_Extrait du texte_

%%

Culture

La sélection littéraire du n°103

Essai
Introduction à la philosophie politique 
De Jonathan Wolff 
Éditions Eliott
350 pages — 21 euros

Ce passionnant livre, publié pour la première fois en Grande-Bretagne en 1996, paraît aujourd’hui en français. Une « introduction » ? Bien plus que cela…
L’ouvrage a connu à ce jour quatre rééditions. Pour chacune d’entre elles, l’auteur a revu son texte, tenant aussi compte de certaines remarques, voire critiques reçues au fil des ans. L’actualisant aussi. On le voit au détour du chapitre III, intitulé « Qui doit gouverner ? », Wolff a intégré une nouvelle section : « Les nouveaux modèles de démocratie ». Ailleurs il a introduit des thèmes qui pouvaient paraître périphériques en 1996 : orientation sexuelle, changement climatique, multiculturalisme, etc. Il y consacre de nombreux développements, et s’intéresse aussi à la question de la liberté, à celles de la démocratie, de l’État, du pouvoir politique. Le chapitre VI, « La justice pour tous, partout ? » ouvre de vastes champs de réflexion sur certains des problèmes auxquels le monde est confronté aujourd’hui : justice et race, assimilation, discrimination positive, les cinq pages qu’il consacre à cette question sont éclairantes. 
Chaque chapitre se termine par des conseils de lecture et par une conclusion qui synthétise ce qui précède, et nous incite surtout à aller plus loin dans nos réflexions. Le tout sans jargonner, dans un style limpide et clair : c’est la marque de l’auteur.

%%

_Consigne_
Reprenez, s'il vous plaît, le passage de l'extrait compris entre « Chaque chapitre se » et « marque de l’auteur. » inclus, en changeant « limpide » en « fluide ». La liste qui suit n'a aucun rapport avec l'extrait.

_Données présentées_

%%

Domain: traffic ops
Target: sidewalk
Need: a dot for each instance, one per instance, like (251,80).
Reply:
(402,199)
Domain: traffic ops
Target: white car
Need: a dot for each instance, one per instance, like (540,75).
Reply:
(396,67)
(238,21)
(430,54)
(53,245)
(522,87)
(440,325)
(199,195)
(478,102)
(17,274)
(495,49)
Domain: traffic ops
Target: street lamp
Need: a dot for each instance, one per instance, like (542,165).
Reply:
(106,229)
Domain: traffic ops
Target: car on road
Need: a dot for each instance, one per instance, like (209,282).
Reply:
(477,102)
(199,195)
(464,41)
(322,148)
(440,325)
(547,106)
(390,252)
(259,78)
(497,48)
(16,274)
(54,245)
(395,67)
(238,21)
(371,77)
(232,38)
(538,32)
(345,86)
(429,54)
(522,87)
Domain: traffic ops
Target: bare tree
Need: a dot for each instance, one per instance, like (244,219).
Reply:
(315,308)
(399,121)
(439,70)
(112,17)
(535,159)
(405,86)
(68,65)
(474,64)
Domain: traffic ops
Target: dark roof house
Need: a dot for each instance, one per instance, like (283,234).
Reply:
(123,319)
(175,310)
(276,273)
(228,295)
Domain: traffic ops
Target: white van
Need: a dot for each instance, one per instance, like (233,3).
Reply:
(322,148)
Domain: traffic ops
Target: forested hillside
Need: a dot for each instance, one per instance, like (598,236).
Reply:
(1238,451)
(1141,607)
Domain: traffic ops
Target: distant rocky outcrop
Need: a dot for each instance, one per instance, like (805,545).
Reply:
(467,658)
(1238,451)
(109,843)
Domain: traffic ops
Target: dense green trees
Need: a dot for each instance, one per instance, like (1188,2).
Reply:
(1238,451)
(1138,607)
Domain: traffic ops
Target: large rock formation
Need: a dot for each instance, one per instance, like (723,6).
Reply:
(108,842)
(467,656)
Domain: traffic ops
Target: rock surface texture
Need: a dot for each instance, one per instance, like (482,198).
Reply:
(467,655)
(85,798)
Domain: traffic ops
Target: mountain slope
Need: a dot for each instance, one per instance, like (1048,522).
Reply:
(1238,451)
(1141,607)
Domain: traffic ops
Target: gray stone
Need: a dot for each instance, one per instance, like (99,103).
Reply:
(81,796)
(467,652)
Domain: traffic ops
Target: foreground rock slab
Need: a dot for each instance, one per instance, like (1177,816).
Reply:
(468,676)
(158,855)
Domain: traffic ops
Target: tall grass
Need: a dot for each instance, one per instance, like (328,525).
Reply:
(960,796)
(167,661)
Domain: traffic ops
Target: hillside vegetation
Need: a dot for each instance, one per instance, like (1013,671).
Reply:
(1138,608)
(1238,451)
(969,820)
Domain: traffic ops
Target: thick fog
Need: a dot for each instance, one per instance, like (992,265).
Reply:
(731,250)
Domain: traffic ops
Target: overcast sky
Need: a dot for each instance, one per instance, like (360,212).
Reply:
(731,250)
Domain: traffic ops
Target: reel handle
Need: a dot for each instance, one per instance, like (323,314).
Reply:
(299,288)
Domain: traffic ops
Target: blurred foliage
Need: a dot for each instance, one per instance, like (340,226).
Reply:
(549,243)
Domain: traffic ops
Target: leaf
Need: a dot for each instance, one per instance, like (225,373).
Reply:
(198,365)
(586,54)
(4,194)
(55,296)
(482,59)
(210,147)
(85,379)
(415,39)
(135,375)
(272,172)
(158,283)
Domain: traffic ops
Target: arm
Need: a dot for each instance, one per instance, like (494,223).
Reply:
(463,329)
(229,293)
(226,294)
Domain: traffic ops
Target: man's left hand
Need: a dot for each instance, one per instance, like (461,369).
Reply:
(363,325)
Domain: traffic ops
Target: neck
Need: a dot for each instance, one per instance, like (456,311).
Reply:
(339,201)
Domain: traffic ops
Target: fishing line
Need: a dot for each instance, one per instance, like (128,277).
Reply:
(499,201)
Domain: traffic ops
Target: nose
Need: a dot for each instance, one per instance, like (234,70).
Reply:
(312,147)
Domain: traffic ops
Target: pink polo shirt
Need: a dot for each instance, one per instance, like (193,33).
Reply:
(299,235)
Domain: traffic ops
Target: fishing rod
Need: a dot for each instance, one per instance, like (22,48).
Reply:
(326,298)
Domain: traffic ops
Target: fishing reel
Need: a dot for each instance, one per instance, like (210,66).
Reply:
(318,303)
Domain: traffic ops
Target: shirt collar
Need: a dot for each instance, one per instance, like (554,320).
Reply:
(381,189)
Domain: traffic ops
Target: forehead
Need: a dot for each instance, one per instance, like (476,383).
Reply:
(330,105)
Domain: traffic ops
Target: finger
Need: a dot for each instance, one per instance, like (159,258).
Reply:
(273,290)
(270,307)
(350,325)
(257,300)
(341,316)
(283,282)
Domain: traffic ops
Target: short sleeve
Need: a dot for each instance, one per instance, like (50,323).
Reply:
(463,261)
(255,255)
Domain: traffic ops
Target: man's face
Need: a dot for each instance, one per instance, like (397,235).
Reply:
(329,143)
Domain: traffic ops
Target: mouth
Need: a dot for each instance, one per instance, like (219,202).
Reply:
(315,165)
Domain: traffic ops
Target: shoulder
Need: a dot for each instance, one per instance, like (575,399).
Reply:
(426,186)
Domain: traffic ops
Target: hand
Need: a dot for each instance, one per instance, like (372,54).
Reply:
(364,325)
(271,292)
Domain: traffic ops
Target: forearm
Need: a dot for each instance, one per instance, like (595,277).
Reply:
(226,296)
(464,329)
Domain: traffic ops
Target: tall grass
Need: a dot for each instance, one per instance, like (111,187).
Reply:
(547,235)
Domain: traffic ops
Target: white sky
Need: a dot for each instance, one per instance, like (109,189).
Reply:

%%

_Résultat de l'exercice_
Chaque chapitre se termine par des conseils de lecture et par une conclusion qui synthétise ce qui précède, et nous incite surtout à aller plus loin dans nos réflexions. Le tout sans jargonner, dans un style fluide et clair : c’est la marque de l’auteur.